Saved dataset items —

"""

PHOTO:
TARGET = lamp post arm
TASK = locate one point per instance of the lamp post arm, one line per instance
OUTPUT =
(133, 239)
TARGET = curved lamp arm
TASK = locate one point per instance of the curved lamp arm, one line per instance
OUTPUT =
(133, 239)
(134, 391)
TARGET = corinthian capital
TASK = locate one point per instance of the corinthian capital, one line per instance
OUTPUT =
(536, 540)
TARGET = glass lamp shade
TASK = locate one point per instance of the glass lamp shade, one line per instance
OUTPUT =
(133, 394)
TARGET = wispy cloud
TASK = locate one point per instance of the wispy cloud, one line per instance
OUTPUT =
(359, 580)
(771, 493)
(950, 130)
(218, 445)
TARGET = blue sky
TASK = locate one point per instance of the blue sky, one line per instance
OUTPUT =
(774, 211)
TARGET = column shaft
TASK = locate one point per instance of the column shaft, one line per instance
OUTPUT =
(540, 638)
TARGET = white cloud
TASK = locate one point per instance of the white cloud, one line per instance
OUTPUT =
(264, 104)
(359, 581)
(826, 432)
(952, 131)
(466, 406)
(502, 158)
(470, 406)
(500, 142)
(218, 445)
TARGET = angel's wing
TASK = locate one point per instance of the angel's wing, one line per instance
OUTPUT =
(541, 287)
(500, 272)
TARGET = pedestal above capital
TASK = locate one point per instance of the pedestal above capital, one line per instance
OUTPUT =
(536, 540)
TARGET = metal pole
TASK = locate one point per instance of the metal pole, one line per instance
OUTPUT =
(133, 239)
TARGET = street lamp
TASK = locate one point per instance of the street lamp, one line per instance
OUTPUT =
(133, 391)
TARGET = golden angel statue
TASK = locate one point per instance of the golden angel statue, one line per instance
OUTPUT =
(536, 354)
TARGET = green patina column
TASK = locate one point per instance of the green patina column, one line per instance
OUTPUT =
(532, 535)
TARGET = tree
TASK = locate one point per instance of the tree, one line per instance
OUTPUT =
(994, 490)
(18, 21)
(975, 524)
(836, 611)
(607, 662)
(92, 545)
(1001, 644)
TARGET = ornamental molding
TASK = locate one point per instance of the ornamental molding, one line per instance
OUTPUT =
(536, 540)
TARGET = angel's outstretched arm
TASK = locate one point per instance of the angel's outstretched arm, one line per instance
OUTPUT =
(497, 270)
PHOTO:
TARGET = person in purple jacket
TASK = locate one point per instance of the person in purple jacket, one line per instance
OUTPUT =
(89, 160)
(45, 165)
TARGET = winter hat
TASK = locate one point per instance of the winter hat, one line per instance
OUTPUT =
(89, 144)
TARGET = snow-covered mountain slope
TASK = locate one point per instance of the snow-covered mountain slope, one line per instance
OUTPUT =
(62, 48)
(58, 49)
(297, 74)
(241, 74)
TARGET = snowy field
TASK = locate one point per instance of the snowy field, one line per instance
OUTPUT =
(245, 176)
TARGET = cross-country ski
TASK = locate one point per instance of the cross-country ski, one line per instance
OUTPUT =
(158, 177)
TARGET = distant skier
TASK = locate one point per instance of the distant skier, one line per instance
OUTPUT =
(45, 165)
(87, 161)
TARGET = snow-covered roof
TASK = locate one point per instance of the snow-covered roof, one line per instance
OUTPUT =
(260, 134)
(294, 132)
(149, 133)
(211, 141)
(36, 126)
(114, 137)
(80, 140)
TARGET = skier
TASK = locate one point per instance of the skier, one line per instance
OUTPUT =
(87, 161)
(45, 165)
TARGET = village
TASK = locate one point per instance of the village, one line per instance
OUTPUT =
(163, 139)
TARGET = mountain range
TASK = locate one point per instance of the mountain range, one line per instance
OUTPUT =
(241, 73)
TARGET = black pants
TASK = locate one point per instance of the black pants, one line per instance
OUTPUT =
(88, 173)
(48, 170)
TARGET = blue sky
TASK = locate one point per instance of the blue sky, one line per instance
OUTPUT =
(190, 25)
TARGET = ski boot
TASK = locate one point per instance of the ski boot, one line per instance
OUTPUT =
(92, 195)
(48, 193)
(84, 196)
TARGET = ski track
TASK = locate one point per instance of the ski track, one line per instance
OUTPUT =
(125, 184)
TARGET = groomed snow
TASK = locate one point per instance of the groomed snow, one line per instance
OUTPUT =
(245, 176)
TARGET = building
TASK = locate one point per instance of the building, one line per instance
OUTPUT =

"""

Can you write out every one of the entries above word for word, with nothing changed?

PHOTO:
TARGET = lamp post arm
TASK = locate one point per instance of the lamp post arm, one line per instance
OUTPUT =
(133, 239)
TARGET = curved lamp arm
TASK = locate one point per instance of the curved lamp arm, one line per instance
OUTPUT =
(133, 239)
(134, 391)
TARGET = corinthian capital
TASK = locate one point per instance of the corinthian capital, one line per instance
OUTPUT =
(536, 540)
TARGET = glass lamp shade
TASK = locate one point per instance of the glass lamp shade, one line per instance
OUTPUT =
(133, 394)
TARGET = wispy cloud
TASK = locate one point per instance of the wispy cloud, one line per instance
OUTPUT =
(359, 580)
(771, 493)
(950, 130)
(218, 445)
TARGET = blue sky
TASK = locate one point per instance of the blue sky, one line per instance
OUTPUT =
(774, 211)
TARGET = column shaft
TASK = locate one point per instance of the column shaft, one line per instance
OUTPUT =
(540, 638)
TARGET = white cloud
TASK = locate one point per instance of the white cloud, one line per instance
OUTPUT =
(264, 104)
(359, 581)
(826, 432)
(952, 131)
(466, 406)
(502, 158)
(470, 406)
(500, 142)
(218, 445)
TARGET = angel's wing
TASK = locate one point per instance of the angel's wing, one line per instance
OUTPUT =
(541, 287)
(500, 272)
TARGET = pedestal above capital
TASK = locate one point per instance of the pedestal above capital, one line per instance
OUTPUT =
(536, 540)
TARGET = metal pole
TASK = locate one point per instance of the metal pole, one line per instance
OUTPUT =
(133, 239)
TARGET = street lamp
TASK = locate one point per instance of the street lamp, one line per instance
OUTPUT =
(133, 391)
TARGET = golden angel statue
TASK = locate one point per instance of the golden angel statue, one line per instance
OUTPUT =
(536, 354)
TARGET = green patina column
TASK = locate one point per instance of the green patina column, one line per instance
OUTPUT =
(532, 535)
TARGET = tree
TASK = locate one point per instance of the tree, one line per instance
OUTPUT =
(994, 490)
(18, 21)
(975, 524)
(836, 611)
(607, 662)
(92, 545)
(1001, 644)
TARGET = ornamental molding
TASK = locate one point per instance of the ornamental molding, one line per instance
OUTPUT =
(536, 540)
TARGET = angel's outstretched arm
TASK = locate one point per instance of the angel's outstretched arm, one line per instance
OUTPUT =
(497, 270)
PHOTO:
TARGET = person in purple jacket
TASK = locate one point per instance of the person in purple jacket, one line per instance
OUTPUT =
(89, 160)
(45, 165)
TARGET = winter hat
TASK = locate one point per instance of the winter hat, one line per instance
OUTPUT =
(89, 144)
TARGET = snow-covered mountain slope
TASK = locate one point per instance of the snow-covered mountain slope, one line per instance
OUTPUT =
(62, 48)
(58, 49)
(297, 74)
(241, 74)
TARGET = snowy field
TASK = locate one point per instance of the snowy field, one line per instance
OUTPUT =
(245, 176)
TARGET = cross-country ski
TASK = locate one point per instance of the cross-country ski, one line per instance
OUTPUT =
(158, 177)
TARGET = distant skier
TASK = locate one point per instance of the distant skier, one line per instance
OUTPUT =
(45, 165)
(87, 161)
TARGET = snow-covered roof
TASK = locate one point per instance of the snow-covered roof, one line per instance
OUTPUT =
(260, 134)
(294, 132)
(149, 133)
(211, 141)
(36, 126)
(114, 137)
(80, 140)
TARGET = skier
TASK = locate one point per instance of the skier, one line per instance
OUTPUT =
(87, 161)
(45, 165)
TARGET = village
TASK = locate one point per instance of the village, one line per instance
OUTPUT =
(163, 139)
TARGET = mountain range
TASK = locate one point per instance of the mountain range, one line per instance
OUTPUT =
(241, 73)
TARGET = black pants
TASK = locate one point per instance of the black pants, one line per instance
OUTPUT =
(88, 173)
(48, 170)
TARGET = blue sky
TASK = locate one point per instance of the blue sky, one line per instance
OUTPUT =
(190, 25)
TARGET = ski boot
TASK = locate one point per instance of the ski boot, one line per instance
OUTPUT =
(92, 195)
(48, 193)
(84, 196)
TARGET = ski track
TASK = locate one point per instance of the ski track, one line per instance
OUTPUT =
(125, 184)
TARGET = groomed snow
TASK = locate one point per instance of the groomed snow, one line per instance
OUTPUT =
(245, 176)
TARGET = building
TASK = locate one point per instance of the building, one line per instance
OUTPUT =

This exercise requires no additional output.